TEXT
↓↓↓

Here's how I think about it: geopolitical risk of this kind is not a binary. It doesn't price in gradually and then spike on the day, it reprices in sudden, discontinuous jumps when the perceived probability of a bad outcome shifts. The practical implication is that TSM will trade at a persistent discount to what its fundamentals alone would justify, because the market can never fully trust that the discount is temporary. That's not a flaw in the thesis. It's the cost of admission.
The question isn't whether to hold a company with 80% of production on a contested island. The question is whether your position size reflects the possibility that a tail event even a low-probability one would mean not just a drawdown but an extended period of manufacturing disruption with no clear recovery timeline. If you wouldn't be able to hold through that scenario, your position is too large. Full stop.
🤖 AI Demand Durability
The single largest bull assumption baked into TSM's current valuation is that hyperscaler AI spending doesn't slow. Watch what Nvidia, Microsoft, and Meta say in their own upcoming earnings calls, they are the leading indicators for TSMC's forward demand pipeline. If more efficient model architectures begin reducing raw compute requirements per dollar of output, TSMC's fastest-growing segment absorbs that directly.
💥 My Take
The moat is real. The margins are real. The demand is real.

↑↑↑

RAW DATA

↓↓↓

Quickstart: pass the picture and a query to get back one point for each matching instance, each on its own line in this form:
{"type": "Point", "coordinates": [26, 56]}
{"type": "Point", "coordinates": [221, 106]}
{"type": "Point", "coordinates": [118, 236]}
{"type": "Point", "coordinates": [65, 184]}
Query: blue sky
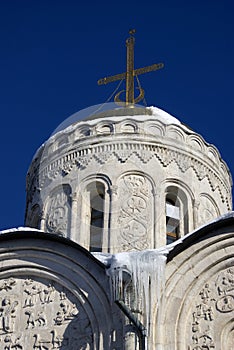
{"type": "Point", "coordinates": [53, 53]}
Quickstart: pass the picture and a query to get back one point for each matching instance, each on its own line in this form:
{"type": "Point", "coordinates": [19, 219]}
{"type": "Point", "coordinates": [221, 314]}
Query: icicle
{"type": "Point", "coordinates": [146, 270]}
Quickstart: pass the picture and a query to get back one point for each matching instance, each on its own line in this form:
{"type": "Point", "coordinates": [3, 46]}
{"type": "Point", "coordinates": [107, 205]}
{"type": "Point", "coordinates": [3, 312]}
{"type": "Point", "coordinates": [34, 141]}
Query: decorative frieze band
{"type": "Point", "coordinates": [122, 152]}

↑↑↑

DIRECTIONS
- A) Name each company that the TSMC commentary says to watch as a leading indicator for TSMC's forward demand.
- B) From the TSMC commentary, output the passage that begins at the words "Here's how I" and stops after "cost of admission.".
Work only from the TSMC commentary.

FINAL RESULTS
- A) Nvidia, Microsoft, Meta

- B)
Here's how I think about it: geopolitical risk of this kind is not a binary. It doesn't price in gradually and then spike on the day, it reprices in sudden, discontinuous jumps when the perceived probability of a bad outcome shifts. The practical implication is that TSM will trade at a persistent discount to what its fundamentals alone would justify, because the market can never fully trust that the discount is temporary. That's not a flaw in the thesis. It's the cost of admission.